[Begin INFORMATION GIVEN]

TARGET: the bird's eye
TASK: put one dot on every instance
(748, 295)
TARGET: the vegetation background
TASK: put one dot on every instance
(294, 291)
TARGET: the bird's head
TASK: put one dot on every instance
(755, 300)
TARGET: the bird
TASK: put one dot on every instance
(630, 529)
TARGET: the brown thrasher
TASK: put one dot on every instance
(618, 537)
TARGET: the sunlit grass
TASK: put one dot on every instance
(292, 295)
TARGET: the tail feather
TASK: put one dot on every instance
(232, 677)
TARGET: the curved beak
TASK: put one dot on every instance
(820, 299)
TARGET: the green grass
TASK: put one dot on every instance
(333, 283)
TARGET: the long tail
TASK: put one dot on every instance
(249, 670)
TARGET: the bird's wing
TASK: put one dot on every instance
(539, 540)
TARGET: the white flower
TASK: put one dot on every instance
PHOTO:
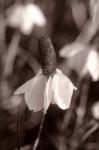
(50, 85)
(40, 91)
(25, 17)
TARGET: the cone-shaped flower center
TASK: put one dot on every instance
(47, 56)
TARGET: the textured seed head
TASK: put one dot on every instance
(47, 56)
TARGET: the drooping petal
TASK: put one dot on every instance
(48, 95)
(63, 90)
(34, 92)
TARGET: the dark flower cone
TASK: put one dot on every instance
(47, 56)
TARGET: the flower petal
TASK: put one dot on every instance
(48, 95)
(34, 92)
(63, 90)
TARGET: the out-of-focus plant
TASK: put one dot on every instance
(25, 16)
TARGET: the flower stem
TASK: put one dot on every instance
(40, 131)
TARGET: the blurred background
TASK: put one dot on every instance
(73, 27)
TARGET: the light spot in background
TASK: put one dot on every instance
(25, 17)
(95, 110)
(93, 64)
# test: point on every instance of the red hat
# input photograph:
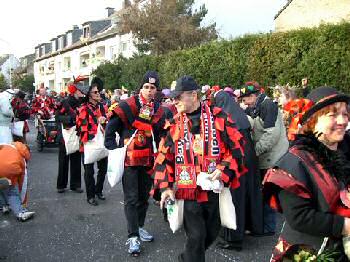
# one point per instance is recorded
(72, 88)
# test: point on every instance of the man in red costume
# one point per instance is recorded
(144, 117)
(43, 105)
(199, 139)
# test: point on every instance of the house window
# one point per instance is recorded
(124, 46)
(63, 42)
(84, 60)
(66, 63)
(69, 39)
(86, 32)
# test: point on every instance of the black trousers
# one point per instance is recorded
(137, 185)
(64, 161)
(202, 226)
(91, 187)
(247, 198)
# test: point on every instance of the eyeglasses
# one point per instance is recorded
(152, 87)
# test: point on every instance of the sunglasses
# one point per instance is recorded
(152, 87)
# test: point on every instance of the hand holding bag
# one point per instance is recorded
(176, 214)
(95, 150)
(227, 209)
(71, 140)
(17, 128)
(116, 159)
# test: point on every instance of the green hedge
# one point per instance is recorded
(322, 54)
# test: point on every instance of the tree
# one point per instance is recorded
(25, 83)
(164, 25)
(3, 82)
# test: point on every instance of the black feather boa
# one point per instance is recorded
(334, 162)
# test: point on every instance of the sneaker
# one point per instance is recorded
(4, 183)
(25, 215)
(5, 210)
(134, 246)
(77, 190)
(100, 196)
(92, 201)
(144, 235)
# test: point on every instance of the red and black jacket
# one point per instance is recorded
(87, 121)
(125, 120)
(21, 109)
(231, 156)
(308, 186)
(66, 113)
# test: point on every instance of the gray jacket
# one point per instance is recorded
(268, 131)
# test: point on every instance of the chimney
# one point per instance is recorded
(110, 11)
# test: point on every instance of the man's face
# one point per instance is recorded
(148, 91)
(95, 94)
(42, 91)
(304, 82)
(78, 94)
(249, 100)
(184, 103)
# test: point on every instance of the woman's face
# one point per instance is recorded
(148, 91)
(332, 125)
(95, 94)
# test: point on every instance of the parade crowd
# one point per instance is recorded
(184, 146)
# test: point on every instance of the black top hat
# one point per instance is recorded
(249, 88)
(322, 97)
(150, 77)
(184, 83)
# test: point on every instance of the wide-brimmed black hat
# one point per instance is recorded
(183, 84)
(249, 88)
(322, 97)
(82, 88)
(151, 77)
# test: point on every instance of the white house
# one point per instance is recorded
(80, 50)
(310, 13)
(8, 63)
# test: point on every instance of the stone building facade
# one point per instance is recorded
(311, 13)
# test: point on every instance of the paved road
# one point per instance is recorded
(66, 228)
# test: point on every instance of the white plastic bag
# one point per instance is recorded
(205, 183)
(71, 140)
(116, 159)
(176, 214)
(227, 209)
(17, 128)
(95, 150)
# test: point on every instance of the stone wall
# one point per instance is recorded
(310, 13)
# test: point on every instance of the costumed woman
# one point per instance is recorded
(310, 183)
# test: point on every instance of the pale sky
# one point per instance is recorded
(27, 23)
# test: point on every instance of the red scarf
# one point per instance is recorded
(185, 169)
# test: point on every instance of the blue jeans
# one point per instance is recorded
(12, 198)
(269, 219)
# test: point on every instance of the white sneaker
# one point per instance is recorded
(5, 210)
(25, 215)
(134, 246)
(145, 236)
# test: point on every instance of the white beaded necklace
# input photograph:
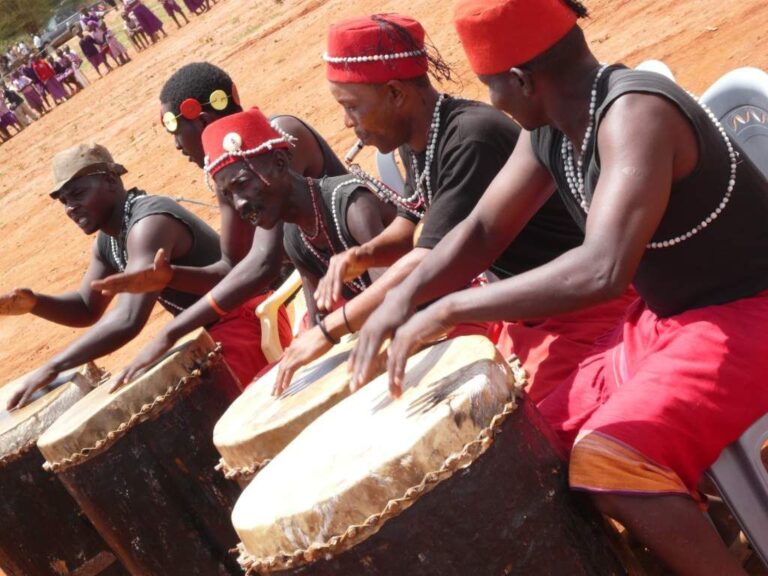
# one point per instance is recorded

[End INFORMATION GIVEN]

◆ **WHAT IS BEING ASKED**
Copy exactly the lines from the one containing "# test: point on every instance of the parade" through the last line of the records above, including both, and omit every picture.

◆ **EXERCISE RESPONSE**
# test: point on every instance of the parade crowd
# one point per instance is recorded
(184, 146)
# test: point on every instance of the black top hat
# one point per instance is recorded
(249, 88)
(322, 97)
(150, 77)
(184, 83)
# test: point on every instance of the wide-brimmed black hat
# one point per instance is recorded
(183, 84)
(249, 88)
(322, 97)
(82, 88)
(151, 77)
# test: point on every instance of the white house
# one point per instance is recorded
(80, 50)
(310, 13)
(8, 63)
# test: point on every instance of the stone building facade
# one point per instance is recorded
(311, 13)
# test: point on every instance of the paved road
# one point per instance is recorded
(66, 228)
# test: point on every instance of the white plastic bag
# one point per instance is recorded
(205, 183)
(71, 140)
(116, 159)
(176, 214)
(227, 209)
(17, 128)
(95, 150)
# test: point on every instance of the stone wall
# one point per instance is recorded
(310, 13)
# test: point on every instance of the costumed woman
# one point per instance is recorded
(310, 183)
# test: point on every instance of the pale sky
# one point per instance is recorded
(27, 23)
# test: point on every instance of the red scarf
# one point per instance is recorded
(185, 169)
# test: point on every instance of the blue jeans
# one point per instance is recorded
(12, 198)
(269, 219)
# test: point on every instance of the white sneaker
# one point per instance is recorded
(5, 210)
(25, 215)
(134, 246)
(145, 236)
# test: point on every instance of the white beaded necklace
# input photograph:
# one point per instance is recorded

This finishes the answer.